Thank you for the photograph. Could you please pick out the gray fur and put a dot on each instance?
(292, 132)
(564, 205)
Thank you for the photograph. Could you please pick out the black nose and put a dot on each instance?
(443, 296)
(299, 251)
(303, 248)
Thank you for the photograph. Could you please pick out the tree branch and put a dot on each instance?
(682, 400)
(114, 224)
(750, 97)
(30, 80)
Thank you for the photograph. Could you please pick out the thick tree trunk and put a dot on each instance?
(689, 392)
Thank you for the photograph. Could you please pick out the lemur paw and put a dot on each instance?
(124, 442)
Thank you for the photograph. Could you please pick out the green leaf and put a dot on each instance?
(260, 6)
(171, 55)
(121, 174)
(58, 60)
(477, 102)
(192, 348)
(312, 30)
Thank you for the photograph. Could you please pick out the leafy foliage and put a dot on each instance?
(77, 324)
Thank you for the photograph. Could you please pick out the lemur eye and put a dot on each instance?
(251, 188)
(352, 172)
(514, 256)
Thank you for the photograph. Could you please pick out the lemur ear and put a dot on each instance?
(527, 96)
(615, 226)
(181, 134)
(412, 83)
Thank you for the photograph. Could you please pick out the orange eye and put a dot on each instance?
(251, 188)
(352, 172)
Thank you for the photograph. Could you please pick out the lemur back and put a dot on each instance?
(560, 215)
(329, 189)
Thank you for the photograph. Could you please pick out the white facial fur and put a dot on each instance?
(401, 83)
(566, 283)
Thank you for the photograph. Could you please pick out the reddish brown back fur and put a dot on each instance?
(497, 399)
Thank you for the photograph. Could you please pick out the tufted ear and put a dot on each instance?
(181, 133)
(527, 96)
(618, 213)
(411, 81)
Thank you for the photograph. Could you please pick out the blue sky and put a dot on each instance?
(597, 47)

:: Exercise directions ::
An exact reproduction of the data is required. Leave nothing out.

:: Result of this exercise ::
Thank you for the photograph. Could you please pick out the gray fur and put a dot on each instance?
(292, 132)
(564, 205)
Thank you for the photograph. Could you please pick out the black nose and put a dot on each instance?
(443, 296)
(299, 251)
(303, 248)
Thank you for the photograph. Could you please pick out the tree branch and put a dot on each instance?
(682, 400)
(114, 224)
(750, 97)
(30, 80)
Thank you for the photograph. Could you please pick out the thick tree trunk and put a dot on each instance?
(689, 392)
Thank you for the photograph. Could you please pick out the lemur paw and put a dot on each instance?
(124, 442)
Thank you for the photograph. Could you please pick out the green leaf and put a dot on each instance?
(260, 6)
(171, 55)
(121, 174)
(58, 60)
(477, 102)
(192, 348)
(312, 30)
Thank you for the photograph. Could you please pick out the leafy foliage and put a dot on each instance?
(77, 324)
Thank you for the photograph. Could you please pick out the lemur eye and put a dot on each instance?
(251, 188)
(352, 172)
(514, 256)
Thank you for the photograph. Could you please pick out the lemur ear and put a dot on each instance?
(527, 96)
(615, 226)
(181, 134)
(412, 83)
Thank you for the photograph. Could you please pick out the orange eye and put a dot on each instance?
(251, 188)
(352, 172)
Thank you for the photograph. Could you please pick out the lemur back and put a dot on each instance?
(560, 215)
(329, 189)
Thank you for the photograph. Could you please pick out the white facial fur and put a dot on each instance?
(401, 83)
(566, 283)
Thank you for the photograph. Could you please pick out the reddish brown back fur and put a dot on each instance?
(497, 399)
Thank you for the photograph. Could you please pick out the tufted ear and put a dot on each instance?
(181, 133)
(527, 96)
(618, 213)
(411, 81)
Thank you for the photograph. Could you please pick out the blue sky and put a dot on each instance?
(597, 47)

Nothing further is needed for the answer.